*Reading passage*:

__________________________________________________

11142018_tct_jd_deersafety

Mike Zintz of Madison shot this buck in Iowa County from a climbing tree stand and used a cart to get the buck down to his truck.

BARNEVELD — Mike Zintz, a 72-year-old man from Madison, hunts deer almost exclusively with archery equipment, including a climber tree stand.

Usually he’s alone, but someone knows where he is, and he totes his phone with him, too.

During the recent deer rut, Mike had used his trusty climbing stand to get perched and ready for an exciting morning viewing deer and other wildlife. Two young deer came by and then a large-bodied, eight-point buck. He drew on the buck, downed it, and it tumbled through some prickly ash shrubs, 25 yards into a ravine.

Zintz appears in good health; he spends two to three days a week at a gym and he watches his diet, including avoiding ground venison because of the fat content that would be added. His extended family, including his grandchildren, love venison, eating up to two deer a year.

Safety is a primary concern of Mike. “I worked 26 years at the physical plant at UW-Madison. About 50 percent of the time I was using ropes and a few other safety devices to wash high windows,” he said.

__________________________________________________

*Collected material*:
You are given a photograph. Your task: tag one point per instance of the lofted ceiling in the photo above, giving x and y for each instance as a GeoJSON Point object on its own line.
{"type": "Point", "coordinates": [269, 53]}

__________________________________________________

*Complete the following*:
#1 In the deer-hunting article, how far did the buck tumble after Zintz downed it?
#2 Return everything in the deer-hunting article from "Mike Zintz of" down to "climber tree stand.".
#3 Please resume the deer-hunting article from the point where it stops.
The listing plays no part in this work.

*Set of answers*:
#1 25 yards into a ravine.

#2
Mike Zintz of Madison shot this buck in Iowa County from a climbing tree stand and used a cart to get the buck down to his truck.

BARNEVELD — Mike Zintz, a 72-year-old man from Madison, hunts deer almost exclusively with archery equipment, including a climber tree stand.

#3
Those who do work he did sometimes fall but most often using an extension ladder or a step ladder, according to his experience. He was warned of possible heart problems when he had a heart attack in 2003, but first attack did very little damage to the organ, which was repaired with six bypasses.

Now, with diet and exercise, including dragging his own deer to his always-ready deer cart, he manages and uses common sense.

About three hours after shooting a buck, he had it down the hill by his pickup ready to have a hand loading it before heading home to begin the process of cutting, wrapping and freezing the venison.

“I’ll wait for the CWD test to come back in eight to 10 days before eating any of it,” he said. “If it tests positive for the prions, I’ll toss it in the landfill. In the meantime try to get another deer here in Iowa County or Richland County, but with a bow. I haven’t gun hunted in a long time.”

Mike began bow hunting in 1972 after beginning deer hunting when he was 13. “A relative got me started; my father didn’t deer hunt,” he said.

In addition to CWD, Zintz has one other fear about deer hunting: Lyme disease. “During mild weather like this the first two things I do when I get home is put my clothes in the washer and take a shower.

Ticks don’t prevent Mike from hunting morels, however, or fishing bluegills from the Madison lakes. He uses the same precautions he does when bow hunting.

The deer’s rack Zintz mounts on a plaque himself.

While much of the camaraderie is gone from Mike’s former hunting days, he does appreciate the solitude of archery hunting and generally forgoes hunting with his bow during the gun season, too.

(Archers can fill their gun harvest authorization, formerly called a carcass tag, using a bow or crossbow.)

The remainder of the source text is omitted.